**Given request**
Show each of the lines below that contains the word "target".

**Supplied records**
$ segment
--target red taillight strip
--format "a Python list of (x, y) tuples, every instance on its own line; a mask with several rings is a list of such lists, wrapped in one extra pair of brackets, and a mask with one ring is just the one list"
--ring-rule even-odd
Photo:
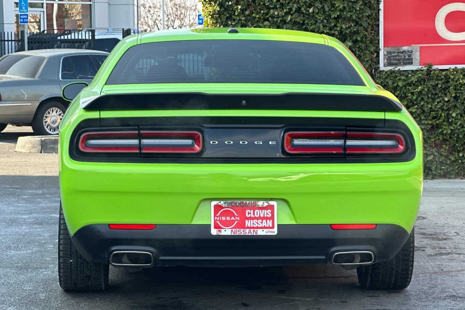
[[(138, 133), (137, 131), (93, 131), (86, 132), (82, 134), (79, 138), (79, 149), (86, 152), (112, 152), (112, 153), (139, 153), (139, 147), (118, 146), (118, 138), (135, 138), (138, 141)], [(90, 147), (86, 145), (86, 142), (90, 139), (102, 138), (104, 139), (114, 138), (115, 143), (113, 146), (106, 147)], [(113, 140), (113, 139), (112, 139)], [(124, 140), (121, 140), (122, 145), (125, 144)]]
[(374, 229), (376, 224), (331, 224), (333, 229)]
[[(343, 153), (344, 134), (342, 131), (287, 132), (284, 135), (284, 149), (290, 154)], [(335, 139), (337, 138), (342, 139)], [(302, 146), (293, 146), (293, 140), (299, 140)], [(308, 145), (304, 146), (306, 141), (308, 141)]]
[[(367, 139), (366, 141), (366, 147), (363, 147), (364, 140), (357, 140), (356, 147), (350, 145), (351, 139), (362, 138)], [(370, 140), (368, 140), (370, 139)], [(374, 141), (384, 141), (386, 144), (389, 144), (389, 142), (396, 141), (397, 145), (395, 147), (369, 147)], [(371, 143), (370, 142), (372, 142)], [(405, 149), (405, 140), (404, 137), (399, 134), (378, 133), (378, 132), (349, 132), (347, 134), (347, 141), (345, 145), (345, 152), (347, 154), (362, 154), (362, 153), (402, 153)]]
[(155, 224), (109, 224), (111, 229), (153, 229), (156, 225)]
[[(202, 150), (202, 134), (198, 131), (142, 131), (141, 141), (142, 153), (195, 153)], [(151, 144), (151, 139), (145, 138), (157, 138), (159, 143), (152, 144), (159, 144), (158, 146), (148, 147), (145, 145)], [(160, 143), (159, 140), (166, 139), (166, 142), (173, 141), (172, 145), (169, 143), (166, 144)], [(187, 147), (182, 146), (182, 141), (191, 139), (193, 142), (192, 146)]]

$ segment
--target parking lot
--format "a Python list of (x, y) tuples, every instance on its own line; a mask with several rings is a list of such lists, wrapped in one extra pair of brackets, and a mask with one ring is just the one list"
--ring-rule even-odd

...

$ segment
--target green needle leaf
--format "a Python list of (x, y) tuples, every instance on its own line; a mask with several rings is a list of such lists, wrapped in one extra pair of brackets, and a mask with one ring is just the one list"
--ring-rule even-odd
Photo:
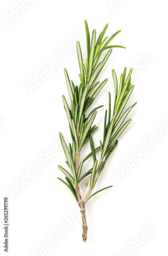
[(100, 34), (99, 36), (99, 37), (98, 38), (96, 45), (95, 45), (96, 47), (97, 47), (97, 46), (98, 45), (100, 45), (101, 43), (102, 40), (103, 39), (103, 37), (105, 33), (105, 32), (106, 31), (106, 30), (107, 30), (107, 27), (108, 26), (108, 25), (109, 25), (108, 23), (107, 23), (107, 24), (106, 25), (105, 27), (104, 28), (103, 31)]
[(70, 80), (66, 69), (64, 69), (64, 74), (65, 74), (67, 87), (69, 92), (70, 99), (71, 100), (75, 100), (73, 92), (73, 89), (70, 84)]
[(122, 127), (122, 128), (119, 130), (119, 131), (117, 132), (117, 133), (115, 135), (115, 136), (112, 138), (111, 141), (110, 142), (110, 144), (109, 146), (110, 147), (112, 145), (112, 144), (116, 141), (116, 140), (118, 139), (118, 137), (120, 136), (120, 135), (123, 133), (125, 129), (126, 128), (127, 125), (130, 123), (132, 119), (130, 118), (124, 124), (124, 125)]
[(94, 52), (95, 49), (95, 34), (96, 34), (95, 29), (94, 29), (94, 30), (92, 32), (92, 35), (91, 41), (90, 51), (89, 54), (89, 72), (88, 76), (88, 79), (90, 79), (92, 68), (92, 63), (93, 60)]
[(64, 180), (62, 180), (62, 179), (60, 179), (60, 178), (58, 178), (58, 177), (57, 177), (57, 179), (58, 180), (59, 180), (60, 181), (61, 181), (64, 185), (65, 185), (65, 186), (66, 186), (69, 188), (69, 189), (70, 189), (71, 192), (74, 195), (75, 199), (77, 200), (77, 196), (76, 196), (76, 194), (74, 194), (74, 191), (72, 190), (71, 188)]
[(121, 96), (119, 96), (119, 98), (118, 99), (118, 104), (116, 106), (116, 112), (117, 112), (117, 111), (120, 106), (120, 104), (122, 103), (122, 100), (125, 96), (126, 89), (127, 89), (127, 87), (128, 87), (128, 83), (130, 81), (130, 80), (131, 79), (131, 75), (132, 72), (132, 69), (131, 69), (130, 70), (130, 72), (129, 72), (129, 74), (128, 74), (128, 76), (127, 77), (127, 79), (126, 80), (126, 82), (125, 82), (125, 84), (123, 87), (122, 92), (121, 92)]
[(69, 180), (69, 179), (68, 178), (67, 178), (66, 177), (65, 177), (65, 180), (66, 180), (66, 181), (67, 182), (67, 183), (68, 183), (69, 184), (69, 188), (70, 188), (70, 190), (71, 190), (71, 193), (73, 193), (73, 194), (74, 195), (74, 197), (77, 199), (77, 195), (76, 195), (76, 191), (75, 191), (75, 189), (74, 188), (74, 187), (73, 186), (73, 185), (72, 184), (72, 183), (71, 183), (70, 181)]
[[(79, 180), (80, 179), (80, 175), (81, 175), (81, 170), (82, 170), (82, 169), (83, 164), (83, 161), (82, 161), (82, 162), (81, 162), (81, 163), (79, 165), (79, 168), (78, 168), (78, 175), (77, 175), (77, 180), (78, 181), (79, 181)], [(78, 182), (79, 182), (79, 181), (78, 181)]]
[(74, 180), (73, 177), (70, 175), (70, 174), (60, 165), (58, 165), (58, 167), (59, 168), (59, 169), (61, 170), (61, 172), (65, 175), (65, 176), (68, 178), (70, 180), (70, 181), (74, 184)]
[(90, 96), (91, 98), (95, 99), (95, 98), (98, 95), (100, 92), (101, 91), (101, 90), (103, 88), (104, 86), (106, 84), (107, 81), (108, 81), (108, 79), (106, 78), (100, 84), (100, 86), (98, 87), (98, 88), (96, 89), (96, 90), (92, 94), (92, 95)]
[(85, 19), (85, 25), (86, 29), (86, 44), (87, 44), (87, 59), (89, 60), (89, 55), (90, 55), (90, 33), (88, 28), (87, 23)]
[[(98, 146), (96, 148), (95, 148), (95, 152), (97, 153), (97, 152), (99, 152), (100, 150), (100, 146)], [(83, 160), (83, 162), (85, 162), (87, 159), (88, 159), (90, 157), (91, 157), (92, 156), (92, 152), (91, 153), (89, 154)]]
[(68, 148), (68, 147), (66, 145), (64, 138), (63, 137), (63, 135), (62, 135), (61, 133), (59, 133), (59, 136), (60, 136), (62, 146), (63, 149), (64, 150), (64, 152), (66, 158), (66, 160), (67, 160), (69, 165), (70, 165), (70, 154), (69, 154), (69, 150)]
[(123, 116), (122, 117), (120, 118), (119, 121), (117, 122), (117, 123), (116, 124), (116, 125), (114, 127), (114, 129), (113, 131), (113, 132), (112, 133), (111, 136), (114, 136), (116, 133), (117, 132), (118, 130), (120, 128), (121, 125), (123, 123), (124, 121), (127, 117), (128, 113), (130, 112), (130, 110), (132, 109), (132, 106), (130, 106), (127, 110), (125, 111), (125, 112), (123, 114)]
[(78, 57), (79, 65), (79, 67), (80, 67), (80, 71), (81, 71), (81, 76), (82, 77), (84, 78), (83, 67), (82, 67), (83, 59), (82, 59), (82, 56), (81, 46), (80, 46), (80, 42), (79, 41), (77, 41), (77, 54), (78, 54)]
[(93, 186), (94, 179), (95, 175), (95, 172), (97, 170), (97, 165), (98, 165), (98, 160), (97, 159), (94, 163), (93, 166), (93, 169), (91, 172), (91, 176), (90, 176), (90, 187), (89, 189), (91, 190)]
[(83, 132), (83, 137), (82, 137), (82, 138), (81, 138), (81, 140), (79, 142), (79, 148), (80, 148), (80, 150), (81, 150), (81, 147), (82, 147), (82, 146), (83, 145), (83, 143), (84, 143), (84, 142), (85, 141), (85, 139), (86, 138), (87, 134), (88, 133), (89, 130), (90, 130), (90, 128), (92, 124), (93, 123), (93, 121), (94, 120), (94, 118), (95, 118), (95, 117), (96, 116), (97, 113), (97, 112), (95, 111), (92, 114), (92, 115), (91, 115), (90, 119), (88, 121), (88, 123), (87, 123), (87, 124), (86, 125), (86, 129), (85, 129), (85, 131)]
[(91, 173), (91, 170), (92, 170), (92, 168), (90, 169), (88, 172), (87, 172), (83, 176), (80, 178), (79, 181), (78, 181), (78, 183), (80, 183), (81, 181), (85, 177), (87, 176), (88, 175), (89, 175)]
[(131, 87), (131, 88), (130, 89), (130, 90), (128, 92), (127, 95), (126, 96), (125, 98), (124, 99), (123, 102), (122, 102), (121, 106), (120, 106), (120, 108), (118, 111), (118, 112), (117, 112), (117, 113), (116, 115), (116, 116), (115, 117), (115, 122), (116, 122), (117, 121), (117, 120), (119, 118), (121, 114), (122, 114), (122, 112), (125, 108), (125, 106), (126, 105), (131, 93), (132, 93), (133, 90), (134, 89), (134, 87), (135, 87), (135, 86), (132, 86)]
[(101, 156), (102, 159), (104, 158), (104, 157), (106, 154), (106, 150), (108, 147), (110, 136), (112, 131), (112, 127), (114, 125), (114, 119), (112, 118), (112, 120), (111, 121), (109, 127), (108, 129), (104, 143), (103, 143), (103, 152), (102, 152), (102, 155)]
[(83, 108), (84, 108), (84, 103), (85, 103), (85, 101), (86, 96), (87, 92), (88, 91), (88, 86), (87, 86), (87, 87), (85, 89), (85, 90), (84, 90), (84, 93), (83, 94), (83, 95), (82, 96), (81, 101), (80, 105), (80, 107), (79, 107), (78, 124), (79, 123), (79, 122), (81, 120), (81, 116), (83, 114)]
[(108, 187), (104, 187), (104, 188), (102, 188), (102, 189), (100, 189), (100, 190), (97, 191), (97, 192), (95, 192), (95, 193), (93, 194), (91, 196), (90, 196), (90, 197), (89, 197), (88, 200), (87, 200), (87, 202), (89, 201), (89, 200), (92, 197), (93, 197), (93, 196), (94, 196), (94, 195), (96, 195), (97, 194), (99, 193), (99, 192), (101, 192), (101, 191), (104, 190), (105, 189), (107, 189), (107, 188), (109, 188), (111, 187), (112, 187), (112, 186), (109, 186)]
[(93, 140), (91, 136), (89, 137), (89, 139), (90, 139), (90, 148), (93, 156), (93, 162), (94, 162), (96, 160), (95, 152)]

**Solution for this task**
--target red taillight strip
--target parking lot
--target green needle leaf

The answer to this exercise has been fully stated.